_Exercise_. Copy out every line in full, from the line containing "Batch processing job — object class: bent" down to the line containing "134 196 175 221", shifting each bounding-box coordinate by -84.

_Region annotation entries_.

::::

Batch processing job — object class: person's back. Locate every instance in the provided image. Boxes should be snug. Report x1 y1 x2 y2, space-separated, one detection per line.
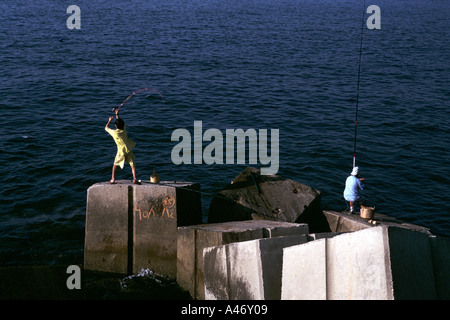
344 167 365 213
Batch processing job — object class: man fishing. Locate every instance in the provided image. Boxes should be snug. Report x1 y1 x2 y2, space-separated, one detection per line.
344 167 365 214
105 110 139 184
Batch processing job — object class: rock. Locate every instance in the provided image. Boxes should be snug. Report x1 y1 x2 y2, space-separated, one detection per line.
208 167 329 232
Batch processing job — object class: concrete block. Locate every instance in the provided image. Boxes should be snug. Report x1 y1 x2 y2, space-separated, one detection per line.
281 238 327 300
84 181 202 278
84 183 132 273
177 220 308 300
283 226 445 300
203 235 307 300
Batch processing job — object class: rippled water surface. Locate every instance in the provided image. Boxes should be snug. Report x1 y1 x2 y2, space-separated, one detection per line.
0 0 450 265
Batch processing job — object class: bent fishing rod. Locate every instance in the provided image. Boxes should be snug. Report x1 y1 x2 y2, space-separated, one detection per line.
112 88 166 115
353 0 366 167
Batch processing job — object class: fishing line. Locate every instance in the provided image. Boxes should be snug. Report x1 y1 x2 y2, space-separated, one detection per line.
353 0 366 167
112 88 166 114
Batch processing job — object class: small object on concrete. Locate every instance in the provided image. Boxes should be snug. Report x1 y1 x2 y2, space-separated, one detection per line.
150 169 160 183
208 167 326 232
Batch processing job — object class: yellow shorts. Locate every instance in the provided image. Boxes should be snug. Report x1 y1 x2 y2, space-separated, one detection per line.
114 151 134 169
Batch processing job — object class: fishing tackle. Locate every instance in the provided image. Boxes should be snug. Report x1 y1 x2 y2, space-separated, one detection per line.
353 0 366 167
112 88 166 114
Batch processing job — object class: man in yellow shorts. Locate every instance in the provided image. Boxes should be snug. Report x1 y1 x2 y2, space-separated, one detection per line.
105 112 139 184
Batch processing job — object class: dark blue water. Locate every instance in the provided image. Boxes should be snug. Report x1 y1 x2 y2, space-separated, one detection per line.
0 0 450 265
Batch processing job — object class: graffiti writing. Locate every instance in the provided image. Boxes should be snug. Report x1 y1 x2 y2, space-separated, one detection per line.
134 196 175 221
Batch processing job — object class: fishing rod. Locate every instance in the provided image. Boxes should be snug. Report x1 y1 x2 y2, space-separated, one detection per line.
112 88 166 114
353 0 366 167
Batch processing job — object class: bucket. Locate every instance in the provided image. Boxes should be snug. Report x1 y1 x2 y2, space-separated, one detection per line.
360 206 375 219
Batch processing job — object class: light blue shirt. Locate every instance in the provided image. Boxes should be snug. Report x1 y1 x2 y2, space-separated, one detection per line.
344 176 365 201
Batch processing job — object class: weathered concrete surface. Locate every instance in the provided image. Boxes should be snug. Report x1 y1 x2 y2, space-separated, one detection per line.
281 226 450 300
208 167 327 232
84 181 202 278
203 235 307 300
177 220 308 300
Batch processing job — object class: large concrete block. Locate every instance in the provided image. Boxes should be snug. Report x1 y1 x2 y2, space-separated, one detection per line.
203 235 307 300
84 183 133 273
208 167 329 232
84 181 202 278
281 238 327 300
282 226 437 300
177 220 308 300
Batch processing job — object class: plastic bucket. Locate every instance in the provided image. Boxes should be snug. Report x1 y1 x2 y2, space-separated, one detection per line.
360 206 375 219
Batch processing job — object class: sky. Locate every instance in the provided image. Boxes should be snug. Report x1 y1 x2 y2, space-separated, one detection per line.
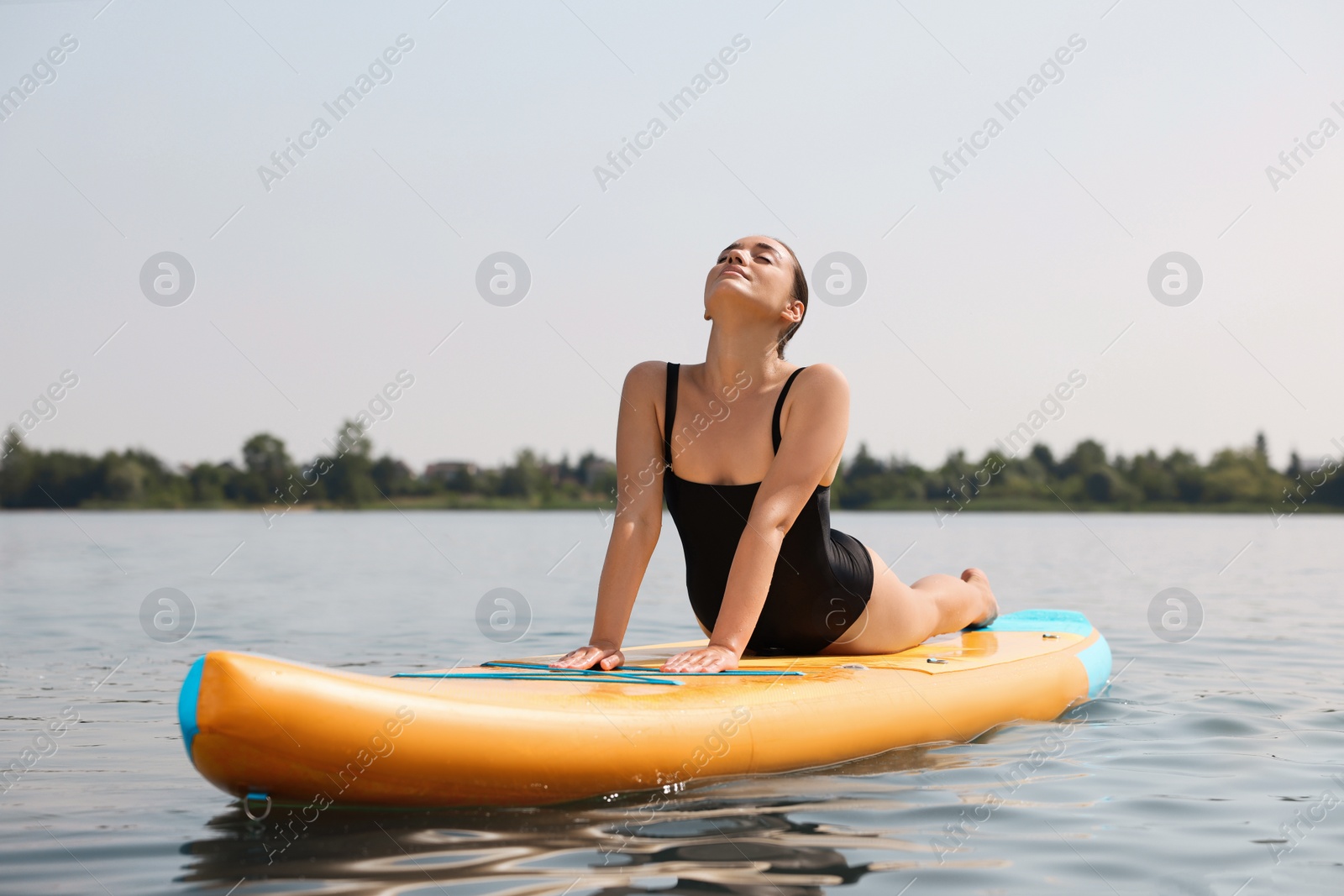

::::

_Output below_.
Batch processing job — object class: bent fishing rod. Locate every instance in the provided image. Boxes should be snug. Report x1 y1 x2 y2, space-separated, one detection per line.
28 4 82 31
269 -84 282 83
Batch processing job — object class: fishing line. Locate every instance in the provided image. Boxes should be snug. Report x1 y1 x2 y2, space-separated, one detection per line.
269 -84 282 83
28 4 82 30
Batch processing job — object class: small object on concrete. Locate every instance in the provided image. Boxes should be snug. Report x1 y1 x2 y2, space-separated, one detection per line.
66 85 76 99
124 83 242 148
Batch processing job — object class: yellow shorts. Locate every instance in the provided image. Boxes should be snug. Report x1 y1 x2 y2, space-separated, one detection per line.
30 67 50 85
Batch processing job — object class: fishing tackle. Locate every instance in the provided image. Boxes should be snug. Report x1 y1 x2 y2, space-separated, one detection per line.
269 -84 282 83
28 4 82 30
Batch processing job — object class: man in yellow shorts. Locate every instance in the provided image. Boxes should be snug. Report x1 y1 x2 y2, space-separated, one detection per line.
21 28 55 100
Batch processing job — object class: dark blue water. Locate every instance in the provided image. Boxes should be snug. Report x1 y1 x2 y2, space-separated, one detection per line.
-84 -84 366 181
Batch processing job — object class: graffiti writing. Locate every instance in the provided image. Boxes should be snug. Report x1 y1 x2 y2, space-separated, one detection per line.
50 112 91 137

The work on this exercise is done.